- **EXTRACTED DATA**:
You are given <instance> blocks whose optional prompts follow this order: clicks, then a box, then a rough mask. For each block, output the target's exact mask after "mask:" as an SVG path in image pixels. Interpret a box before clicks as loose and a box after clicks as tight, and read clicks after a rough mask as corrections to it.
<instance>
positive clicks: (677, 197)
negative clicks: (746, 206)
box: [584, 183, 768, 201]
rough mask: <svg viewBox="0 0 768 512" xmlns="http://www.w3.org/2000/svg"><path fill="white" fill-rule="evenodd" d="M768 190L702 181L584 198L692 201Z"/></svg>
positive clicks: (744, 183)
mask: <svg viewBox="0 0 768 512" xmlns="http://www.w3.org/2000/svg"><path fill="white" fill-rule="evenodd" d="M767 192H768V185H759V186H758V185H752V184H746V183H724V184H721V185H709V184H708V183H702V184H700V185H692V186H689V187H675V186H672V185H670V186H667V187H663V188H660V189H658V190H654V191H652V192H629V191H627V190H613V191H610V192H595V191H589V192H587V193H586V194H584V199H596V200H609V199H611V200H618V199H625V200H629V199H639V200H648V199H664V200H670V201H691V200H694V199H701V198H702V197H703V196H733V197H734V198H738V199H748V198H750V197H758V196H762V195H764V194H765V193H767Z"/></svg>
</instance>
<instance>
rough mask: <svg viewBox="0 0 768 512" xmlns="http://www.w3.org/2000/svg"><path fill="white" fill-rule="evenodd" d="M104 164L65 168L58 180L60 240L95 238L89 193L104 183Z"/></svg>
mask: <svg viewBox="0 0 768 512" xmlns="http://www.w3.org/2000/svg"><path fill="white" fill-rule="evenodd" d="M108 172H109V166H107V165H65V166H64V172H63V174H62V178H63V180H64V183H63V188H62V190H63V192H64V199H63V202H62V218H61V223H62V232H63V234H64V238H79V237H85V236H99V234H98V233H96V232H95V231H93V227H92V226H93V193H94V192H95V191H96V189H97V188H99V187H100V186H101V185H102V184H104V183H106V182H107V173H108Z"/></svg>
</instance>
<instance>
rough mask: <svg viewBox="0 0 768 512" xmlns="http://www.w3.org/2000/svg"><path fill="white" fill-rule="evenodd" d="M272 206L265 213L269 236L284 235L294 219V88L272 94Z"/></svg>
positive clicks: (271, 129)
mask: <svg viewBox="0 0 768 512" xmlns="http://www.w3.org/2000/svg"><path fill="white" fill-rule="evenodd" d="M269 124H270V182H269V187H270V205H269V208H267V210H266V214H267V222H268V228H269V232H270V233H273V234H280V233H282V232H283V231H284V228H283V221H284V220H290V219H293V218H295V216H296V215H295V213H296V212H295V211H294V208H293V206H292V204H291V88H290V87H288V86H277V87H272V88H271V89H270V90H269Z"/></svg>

- **TASK**: All of the entries must be printed again exactly as given.

- **RESPONSE TO THIS EXERCISE**:
You are given <instance> blocks whose optional prompts follow this order: clicks, then a box, then a rough mask. For each block, output the target's exact mask after "mask:" as an SVG path in image pixels. Interpret a box before clicks as loose and a box after clicks as tight, and read clicks after a rough mask as corrections to it.
<instance>
positive clicks: (677, 197)
negative clicks: (746, 206)
box: [584, 183, 768, 201]
rough mask: <svg viewBox="0 0 768 512" xmlns="http://www.w3.org/2000/svg"><path fill="white" fill-rule="evenodd" d="M768 190L702 181L584 198L692 201Z"/></svg>
positive clicks: (744, 183)
mask: <svg viewBox="0 0 768 512" xmlns="http://www.w3.org/2000/svg"><path fill="white" fill-rule="evenodd" d="M767 192H768V185H759V186H758V185H752V184H746V183H724V184H721V185H709V184H708V183H702V184H700V185H692V186H689V187H675V186H672V185H670V186H667V187H663V188H660V189H658V190H654V191H652V192H629V191H627V190H613V191H610V192H595V191H589V192H587V193H586V194H584V199H596V200H609V199H611V200H618V199H625V200H629V199H639V200H648V199H664V200H670V201H691V200H694V199H701V198H702V197H703V196H733V197H734V198H738V199H748V198H750V197H758V196H762V195H764V194H765V193H767Z"/></svg>
</instance>
<instance>
rough mask: <svg viewBox="0 0 768 512" xmlns="http://www.w3.org/2000/svg"><path fill="white" fill-rule="evenodd" d="M104 164L65 168L58 180L60 240L95 238L89 193L104 183Z"/></svg>
mask: <svg viewBox="0 0 768 512" xmlns="http://www.w3.org/2000/svg"><path fill="white" fill-rule="evenodd" d="M108 172H109V166H107V165H65V166H64V172H63V174H62V178H63V180H64V183H63V188H62V190H63V192H64V199H63V202H62V218H61V223H62V232H63V234H64V238H79V237H85V236H99V234H98V233H96V232H95V231H93V227H92V226H93V193H94V192H95V191H96V189H97V188H99V187H100V186H101V185H102V184H104V183H106V182H107V173H108Z"/></svg>
</instance>
<instance>
rough mask: <svg viewBox="0 0 768 512" xmlns="http://www.w3.org/2000/svg"><path fill="white" fill-rule="evenodd" d="M272 206L265 213L269 236L284 235L294 219V88L272 94Z"/></svg>
positive clicks: (271, 129)
mask: <svg viewBox="0 0 768 512" xmlns="http://www.w3.org/2000/svg"><path fill="white" fill-rule="evenodd" d="M269 124H270V182H269V187H270V205H269V208H267V210H266V214H267V222H268V228H269V232H270V233H273V234H280V233H282V232H283V231H284V228H283V221H284V220H290V219H293V218H295V216H296V215H295V213H296V212H295V211H294V208H293V206H292V204H291V88H290V87H288V86H277V87H272V88H271V89H270V90H269Z"/></svg>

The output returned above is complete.